▶ INSTRUCTIONS TO FOLLOW: In the data that follows, each entry is to be restated exactly.

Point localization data
↓↓↓

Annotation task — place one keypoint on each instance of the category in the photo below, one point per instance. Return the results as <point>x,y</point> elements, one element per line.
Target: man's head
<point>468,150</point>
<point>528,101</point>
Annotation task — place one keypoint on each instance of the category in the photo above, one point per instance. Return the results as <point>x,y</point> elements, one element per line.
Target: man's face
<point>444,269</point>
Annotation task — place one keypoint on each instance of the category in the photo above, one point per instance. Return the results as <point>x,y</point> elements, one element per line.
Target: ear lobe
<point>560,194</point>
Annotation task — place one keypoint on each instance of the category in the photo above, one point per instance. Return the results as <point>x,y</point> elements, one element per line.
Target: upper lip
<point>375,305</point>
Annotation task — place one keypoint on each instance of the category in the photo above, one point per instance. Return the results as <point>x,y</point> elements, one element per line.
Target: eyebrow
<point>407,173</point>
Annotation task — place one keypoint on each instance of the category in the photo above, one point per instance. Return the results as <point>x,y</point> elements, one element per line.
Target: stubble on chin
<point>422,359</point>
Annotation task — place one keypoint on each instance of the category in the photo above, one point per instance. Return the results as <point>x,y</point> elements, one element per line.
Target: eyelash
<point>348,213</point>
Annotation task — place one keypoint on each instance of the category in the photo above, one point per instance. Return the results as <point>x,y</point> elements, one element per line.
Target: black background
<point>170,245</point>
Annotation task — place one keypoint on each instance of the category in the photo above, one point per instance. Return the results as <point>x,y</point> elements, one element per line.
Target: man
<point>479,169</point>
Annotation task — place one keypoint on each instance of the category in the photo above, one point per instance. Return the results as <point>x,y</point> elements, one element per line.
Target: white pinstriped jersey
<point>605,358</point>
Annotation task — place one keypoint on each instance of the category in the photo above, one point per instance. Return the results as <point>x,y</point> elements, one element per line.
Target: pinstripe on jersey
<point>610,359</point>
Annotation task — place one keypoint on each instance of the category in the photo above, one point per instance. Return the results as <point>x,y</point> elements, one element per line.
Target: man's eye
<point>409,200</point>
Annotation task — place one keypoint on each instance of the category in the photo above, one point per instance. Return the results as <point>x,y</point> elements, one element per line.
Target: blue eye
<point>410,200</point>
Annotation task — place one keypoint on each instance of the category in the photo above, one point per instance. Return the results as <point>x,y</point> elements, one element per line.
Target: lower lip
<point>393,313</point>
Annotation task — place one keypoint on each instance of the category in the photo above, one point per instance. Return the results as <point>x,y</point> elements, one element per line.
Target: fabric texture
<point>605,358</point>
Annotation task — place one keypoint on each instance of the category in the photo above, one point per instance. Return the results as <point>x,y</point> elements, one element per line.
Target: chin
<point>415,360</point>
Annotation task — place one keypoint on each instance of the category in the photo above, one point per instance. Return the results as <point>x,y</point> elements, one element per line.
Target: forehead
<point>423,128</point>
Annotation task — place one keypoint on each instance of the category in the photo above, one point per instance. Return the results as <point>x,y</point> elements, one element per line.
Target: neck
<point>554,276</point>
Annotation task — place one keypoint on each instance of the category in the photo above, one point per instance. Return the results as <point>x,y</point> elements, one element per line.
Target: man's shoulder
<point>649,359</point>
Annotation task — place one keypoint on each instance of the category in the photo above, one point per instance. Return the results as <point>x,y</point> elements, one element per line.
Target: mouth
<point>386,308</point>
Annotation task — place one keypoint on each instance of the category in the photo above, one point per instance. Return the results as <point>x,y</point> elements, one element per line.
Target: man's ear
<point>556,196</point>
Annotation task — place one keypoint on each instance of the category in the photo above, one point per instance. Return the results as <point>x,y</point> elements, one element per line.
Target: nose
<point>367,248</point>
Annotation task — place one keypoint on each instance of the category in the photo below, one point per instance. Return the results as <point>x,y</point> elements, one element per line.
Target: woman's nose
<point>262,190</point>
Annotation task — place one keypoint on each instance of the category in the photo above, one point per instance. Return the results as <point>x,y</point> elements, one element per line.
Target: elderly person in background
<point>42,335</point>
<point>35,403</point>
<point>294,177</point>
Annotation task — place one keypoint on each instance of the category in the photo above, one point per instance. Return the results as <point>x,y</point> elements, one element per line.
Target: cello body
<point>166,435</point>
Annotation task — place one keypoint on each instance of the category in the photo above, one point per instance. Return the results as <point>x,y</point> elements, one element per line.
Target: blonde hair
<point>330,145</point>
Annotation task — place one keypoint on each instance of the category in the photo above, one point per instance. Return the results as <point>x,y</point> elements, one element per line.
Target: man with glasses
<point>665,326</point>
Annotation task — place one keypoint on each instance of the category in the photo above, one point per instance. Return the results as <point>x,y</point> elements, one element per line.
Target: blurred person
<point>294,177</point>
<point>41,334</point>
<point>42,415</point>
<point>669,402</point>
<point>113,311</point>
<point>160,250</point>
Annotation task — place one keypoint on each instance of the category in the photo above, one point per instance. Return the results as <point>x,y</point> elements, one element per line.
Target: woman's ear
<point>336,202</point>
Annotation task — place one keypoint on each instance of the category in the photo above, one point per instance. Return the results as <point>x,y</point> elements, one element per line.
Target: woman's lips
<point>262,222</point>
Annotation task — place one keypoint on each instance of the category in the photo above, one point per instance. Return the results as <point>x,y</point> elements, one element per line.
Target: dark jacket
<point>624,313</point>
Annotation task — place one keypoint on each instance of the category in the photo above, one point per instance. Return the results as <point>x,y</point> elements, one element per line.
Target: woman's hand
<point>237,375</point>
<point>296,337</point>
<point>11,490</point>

↑↑↑

▶ REPLY:
Annotation task — place one keypoint on each instance of the category in the photo below, one point per instance. Return the results as <point>x,y</point> elements, one element per line.
Target: man's head
<point>468,150</point>
<point>528,101</point>
Annotation task — place one keypoint on each instance of the category in the photo above, one point per instance. Return the results as <point>x,y</point> elements, one element per line.
Target: man's face
<point>444,269</point>
Annotation task — place one keypoint on each instance of the category in the photo above, one point per instance. Return the results as <point>x,y</point> elements, one element per line.
Target: ear lobe
<point>560,194</point>
Annotation task — place one keypoint on each instance of the category in the photo above, one point per instance. Return the results as <point>x,y</point> elements, one element per line.
Target: upper lip
<point>375,305</point>
Annotation task — place one keypoint on each instance of the category in the photo above, one point per instance. Return the results as <point>x,y</point> elements, one element per line.
Target: eyebrow
<point>407,173</point>
Annotation task — place one keypoint on each instance of the category in the photo above, one point per instance. Return the results as <point>x,y</point> elements, one element per line.
Target: stubble on chin
<point>422,359</point>
Annotation task — place one keypoint on each instance of the category in the photo above, one point per instance. Return the results as <point>x,y</point> elements, one element per line.
Target: eyelash
<point>348,213</point>
Annotation task — place one keypoint on each instance of the category in the photo above, one point per instance. Return the results as <point>x,y</point> elements, one element per line.
Target: black background
<point>170,245</point>
Annotation task — place one keypoint on each instance of the category in the photo above, one point per instance. Return the results as <point>x,y</point> elements, one element per line.
Target: man
<point>479,169</point>
Annotation task — place one keypoint on each instance of the category in the photo above, one point per instance. Return the results as <point>x,y</point> elements, one element per line.
Target: white pinstriped jersey
<point>605,358</point>
Annotation task — place one keypoint on each instance of the category in the photo above, one point per instance. Return the results as <point>x,y</point> elements, one element per line.
Target: pinstripe on jersey
<point>610,359</point>
Annotation task — place one keypoint on each instance of the category in the photo above, one point per instance. Return the results as <point>x,y</point> elements, one element per line.
Target: man's eye
<point>409,200</point>
Annotation task — place one keypoint on each instance of the category in the photo above, one point per instance. Return the results as <point>x,y</point> elements, one element per line.
Target: blue eye
<point>410,200</point>
Annotation task — place one keypoint on each instance of the category in the photo above, one point per instance. Return the results as <point>x,y</point> elements, one element per line.
Target: lower lip
<point>393,313</point>
Annotation task — place one keypoint on each instance of the category in the photo above, one point per instance. Return the results as <point>x,y</point> elements, one element per line.
Target: fabric texture
<point>605,358</point>
Annotation task — place one keypoint on each instance of the category in the photo above, one point per instance. Return the results as <point>x,y</point> elements, one element per line.
Target: chin
<point>415,360</point>
Annotation task — place one keypoint on each instance of the category in the photo above, one point per instance. Return the results as <point>x,y</point> elements, one element per line.
Target: forehead
<point>423,128</point>
Annotation task — place one keypoint on each instance of the category in the photo above, one point per instance. Return the results as <point>x,y</point> elements, one element per line.
Target: neck
<point>554,276</point>
Annotation task — place one keypoint on each instance of the category in the photo above, one point per instance. Return the results as <point>x,y</point> elements, one element per line.
Target: man's shoulder
<point>649,359</point>
Annotation task — place one keypoint on each instance of the category in the photo above, one point per instance. Return the results as <point>x,y</point> elements, one element per line.
Target: mouth
<point>386,308</point>
Annotation task — place one keypoint on each instance of the category in the photo above, one point per instance. Return the results as <point>x,y</point> elements, one element per line.
Target: man's ear
<point>556,196</point>
Annotation task — place one keypoint on each instance of the category in the photo above, one point per instance. Return the results as <point>x,y</point> elements, one element per line.
Target: nose
<point>367,248</point>
Annotation task — place one keypoint on each instance of the category in the photo below, one point per instance. Return the results as <point>x,y</point> elements, one element per line.
Target: woman's nose
<point>262,190</point>
Annotation task — place one keypoint on each instance of the category in the photo above, one point per instance. Return the results as <point>x,y</point> elements, one element per line.
Target: elderly person in background
<point>42,335</point>
<point>35,403</point>
<point>294,177</point>
Annotation task — place one keypoint on each instance of the category in the photo above, one point per instance. Return the results as <point>x,y</point> elements, one element per line.
Target: cello body
<point>166,435</point>
Annotation task — place one keypoint on each instance of the category in the photo above, one point per instance. Return the results as <point>x,y</point> elements, one element per line.
Target: blonde hair
<point>330,145</point>
Annotation task — place one keypoint on each instance of the category in the photo above, one point per instance. Return the results as <point>x,y</point> elements, one element per line.
Target: man with glasses
<point>665,326</point>
Annotation task — place one keypoint on each instance of the category in the photo above, one point per instance. Return the results as <point>x,y</point> elements, one element per line.
Target: blurred person
<point>294,177</point>
<point>41,334</point>
<point>42,415</point>
<point>669,402</point>
<point>113,311</point>
<point>160,250</point>
Annotation task — place one keypoint on each instance of the category in the photo above, one point per instance. Return the results as <point>x,y</point> elements, one element per line.
Target: woman's ear
<point>336,202</point>
Annotation task — place one keypoint on each instance of the category in the photo above, one point per instance. Return the results as <point>x,y</point> elements, one element per line.
Target: woman's lips
<point>262,222</point>
Annotation task — place one keypoint on each instance of the category in the photo above, one point per instance. Return the results as <point>x,y</point> elements, one element per line.
Target: dark jacket
<point>624,313</point>
Annotation task — place one keypoint on each instance of the category in the photo above, one point per instance. Return the results as <point>x,y</point> elements, one element per line.
Target: woman's hand
<point>237,375</point>
<point>296,337</point>
<point>11,490</point>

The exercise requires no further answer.